In the lines below, look for "surface". Copy each line where it appears.

━━ Given records

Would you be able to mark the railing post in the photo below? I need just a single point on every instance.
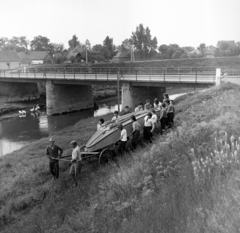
(150, 74)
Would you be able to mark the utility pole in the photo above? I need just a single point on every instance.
(118, 86)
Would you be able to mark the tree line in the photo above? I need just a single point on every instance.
(140, 42)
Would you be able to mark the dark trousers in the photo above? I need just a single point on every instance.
(122, 147)
(136, 135)
(163, 123)
(54, 168)
(170, 119)
(147, 133)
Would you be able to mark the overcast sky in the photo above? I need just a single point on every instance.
(185, 22)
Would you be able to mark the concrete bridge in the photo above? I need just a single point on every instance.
(70, 88)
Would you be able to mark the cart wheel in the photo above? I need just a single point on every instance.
(104, 156)
(82, 148)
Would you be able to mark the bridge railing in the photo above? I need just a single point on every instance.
(123, 71)
(183, 75)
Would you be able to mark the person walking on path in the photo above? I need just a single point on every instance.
(154, 120)
(139, 108)
(75, 163)
(123, 139)
(53, 151)
(157, 105)
(163, 117)
(115, 117)
(136, 131)
(148, 105)
(148, 128)
(165, 98)
(170, 114)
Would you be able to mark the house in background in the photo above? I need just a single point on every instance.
(37, 57)
(9, 59)
(210, 52)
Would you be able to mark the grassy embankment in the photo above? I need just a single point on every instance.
(187, 181)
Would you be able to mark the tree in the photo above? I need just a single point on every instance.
(202, 48)
(177, 53)
(41, 43)
(3, 42)
(165, 51)
(74, 42)
(15, 43)
(126, 45)
(143, 41)
(237, 48)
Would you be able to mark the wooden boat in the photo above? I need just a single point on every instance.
(110, 134)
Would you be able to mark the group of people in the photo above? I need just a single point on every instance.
(152, 123)
(54, 153)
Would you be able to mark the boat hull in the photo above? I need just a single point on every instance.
(104, 138)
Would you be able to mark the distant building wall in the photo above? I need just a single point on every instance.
(37, 61)
(12, 65)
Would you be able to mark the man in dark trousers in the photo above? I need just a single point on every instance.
(53, 151)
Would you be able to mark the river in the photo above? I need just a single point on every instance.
(16, 132)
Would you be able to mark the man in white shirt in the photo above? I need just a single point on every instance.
(75, 162)
(123, 139)
(154, 119)
(115, 118)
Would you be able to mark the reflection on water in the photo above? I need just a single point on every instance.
(16, 132)
(19, 131)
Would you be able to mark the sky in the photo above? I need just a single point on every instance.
(184, 22)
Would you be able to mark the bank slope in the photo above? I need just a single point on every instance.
(178, 184)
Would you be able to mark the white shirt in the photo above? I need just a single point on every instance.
(157, 106)
(99, 127)
(148, 122)
(154, 118)
(115, 118)
(76, 154)
(124, 135)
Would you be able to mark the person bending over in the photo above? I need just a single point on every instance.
(75, 163)
(122, 139)
(148, 128)
(139, 108)
(53, 152)
(136, 131)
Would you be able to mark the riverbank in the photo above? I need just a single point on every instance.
(178, 184)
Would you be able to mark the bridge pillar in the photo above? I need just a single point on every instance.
(13, 91)
(133, 95)
(63, 98)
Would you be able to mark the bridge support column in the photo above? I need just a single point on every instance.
(13, 91)
(133, 95)
(63, 98)
(218, 76)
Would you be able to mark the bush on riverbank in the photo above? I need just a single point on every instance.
(187, 181)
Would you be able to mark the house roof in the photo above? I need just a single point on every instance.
(34, 55)
(210, 52)
(122, 54)
(9, 55)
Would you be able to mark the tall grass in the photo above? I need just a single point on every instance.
(187, 181)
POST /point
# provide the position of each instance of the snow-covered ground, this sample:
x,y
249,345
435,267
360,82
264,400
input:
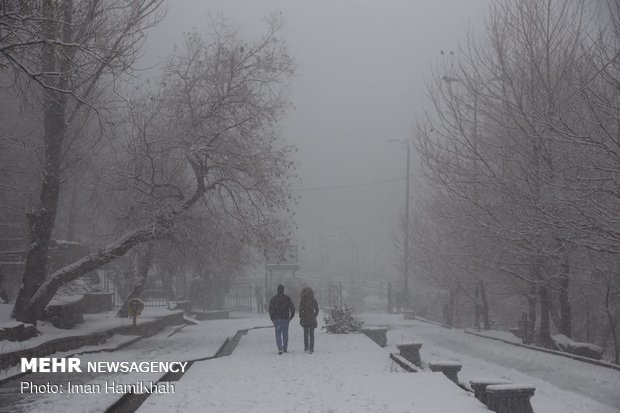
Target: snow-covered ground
x,y
562,385
347,373
191,342
92,323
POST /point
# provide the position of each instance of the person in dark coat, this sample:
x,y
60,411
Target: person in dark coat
x,y
308,311
281,311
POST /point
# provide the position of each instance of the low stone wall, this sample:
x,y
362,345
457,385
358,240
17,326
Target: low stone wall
x,y
146,329
18,332
450,369
411,352
510,398
211,315
378,335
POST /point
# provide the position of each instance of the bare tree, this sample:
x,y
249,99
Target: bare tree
x,y
204,142
59,52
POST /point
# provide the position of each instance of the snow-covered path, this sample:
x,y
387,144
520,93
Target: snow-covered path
x,y
559,380
191,342
347,373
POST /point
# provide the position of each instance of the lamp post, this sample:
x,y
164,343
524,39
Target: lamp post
x,y
406,271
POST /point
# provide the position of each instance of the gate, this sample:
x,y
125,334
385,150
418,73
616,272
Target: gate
x,y
239,298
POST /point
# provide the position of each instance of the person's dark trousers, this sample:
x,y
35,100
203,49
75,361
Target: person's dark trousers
x,y
281,326
309,338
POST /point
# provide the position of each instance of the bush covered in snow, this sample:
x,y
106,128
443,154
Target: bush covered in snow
x,y
567,345
342,321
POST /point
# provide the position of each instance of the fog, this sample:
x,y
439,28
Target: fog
x,y
360,81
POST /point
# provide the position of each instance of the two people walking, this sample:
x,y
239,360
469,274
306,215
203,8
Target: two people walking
x,y
282,311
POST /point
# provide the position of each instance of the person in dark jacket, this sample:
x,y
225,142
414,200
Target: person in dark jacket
x,y
281,311
308,311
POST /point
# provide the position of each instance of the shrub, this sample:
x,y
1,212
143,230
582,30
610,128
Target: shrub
x,y
342,321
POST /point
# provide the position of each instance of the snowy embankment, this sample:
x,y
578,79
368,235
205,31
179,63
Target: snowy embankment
x,y
562,385
347,373
192,342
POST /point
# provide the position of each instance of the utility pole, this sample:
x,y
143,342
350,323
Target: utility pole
x,y
405,293
406,284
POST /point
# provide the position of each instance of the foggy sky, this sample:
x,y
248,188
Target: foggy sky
x,y
361,68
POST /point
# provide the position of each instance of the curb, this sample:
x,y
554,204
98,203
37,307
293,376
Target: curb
x,y
130,402
548,351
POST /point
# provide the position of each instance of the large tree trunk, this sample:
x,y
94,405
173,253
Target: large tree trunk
x,y
544,336
531,323
450,307
145,263
41,222
612,322
565,326
89,263
485,307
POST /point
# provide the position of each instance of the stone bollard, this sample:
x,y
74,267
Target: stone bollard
x,y
510,398
449,368
378,335
479,387
411,352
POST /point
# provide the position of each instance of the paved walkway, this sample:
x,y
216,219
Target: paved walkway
x,y
347,373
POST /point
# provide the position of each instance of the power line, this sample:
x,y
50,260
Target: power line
x,y
325,188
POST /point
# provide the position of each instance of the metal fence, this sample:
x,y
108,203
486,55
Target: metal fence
x,y
240,298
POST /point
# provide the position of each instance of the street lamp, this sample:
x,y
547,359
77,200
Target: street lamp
x,y
407,144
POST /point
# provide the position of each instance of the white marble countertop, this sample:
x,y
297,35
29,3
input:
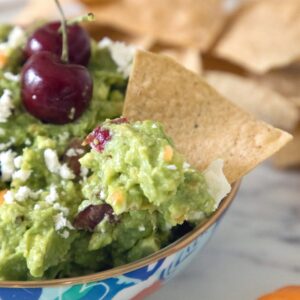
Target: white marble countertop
x,y
255,249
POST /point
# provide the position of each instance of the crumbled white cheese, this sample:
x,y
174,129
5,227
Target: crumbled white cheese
x,y
60,222
18,162
6,106
23,193
51,160
66,173
171,167
196,216
121,53
218,186
9,197
12,77
7,165
61,208
52,196
22,175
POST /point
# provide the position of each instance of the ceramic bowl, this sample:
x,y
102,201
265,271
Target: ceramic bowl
x,y
132,281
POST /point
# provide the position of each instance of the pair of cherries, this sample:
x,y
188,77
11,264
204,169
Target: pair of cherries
x,y
52,90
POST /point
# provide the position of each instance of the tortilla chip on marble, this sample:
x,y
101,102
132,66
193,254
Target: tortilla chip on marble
x,y
188,23
265,35
204,125
264,103
289,156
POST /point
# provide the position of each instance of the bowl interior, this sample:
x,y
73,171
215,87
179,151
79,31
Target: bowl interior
x,y
167,251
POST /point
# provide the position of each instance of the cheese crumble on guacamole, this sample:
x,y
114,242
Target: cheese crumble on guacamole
x,y
96,192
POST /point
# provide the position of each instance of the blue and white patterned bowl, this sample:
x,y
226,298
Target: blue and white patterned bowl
x,y
133,281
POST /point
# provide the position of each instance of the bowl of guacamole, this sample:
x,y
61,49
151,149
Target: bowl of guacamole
x,y
99,207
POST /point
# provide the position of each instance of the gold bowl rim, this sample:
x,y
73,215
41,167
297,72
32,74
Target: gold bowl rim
x,y
167,251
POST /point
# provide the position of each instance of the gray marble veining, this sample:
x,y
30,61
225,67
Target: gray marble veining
x,y
255,250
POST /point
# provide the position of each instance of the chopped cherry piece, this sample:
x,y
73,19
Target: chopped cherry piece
x,y
98,138
55,92
49,38
72,155
119,120
92,215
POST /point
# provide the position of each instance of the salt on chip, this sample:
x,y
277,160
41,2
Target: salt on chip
x,y
204,125
188,23
289,156
265,35
262,102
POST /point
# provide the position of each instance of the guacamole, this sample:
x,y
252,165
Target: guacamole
x,y
69,208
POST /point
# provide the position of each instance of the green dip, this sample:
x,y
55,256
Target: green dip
x,y
140,189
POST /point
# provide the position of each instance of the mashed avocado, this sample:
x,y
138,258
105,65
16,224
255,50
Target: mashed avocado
x,y
70,210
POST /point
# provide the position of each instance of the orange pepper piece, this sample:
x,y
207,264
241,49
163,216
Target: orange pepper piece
x,y
286,293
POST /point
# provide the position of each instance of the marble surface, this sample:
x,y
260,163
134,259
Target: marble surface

━━━━

Task response:
# provide the position of each instance of the marble surface, this sample:
Target: marble surface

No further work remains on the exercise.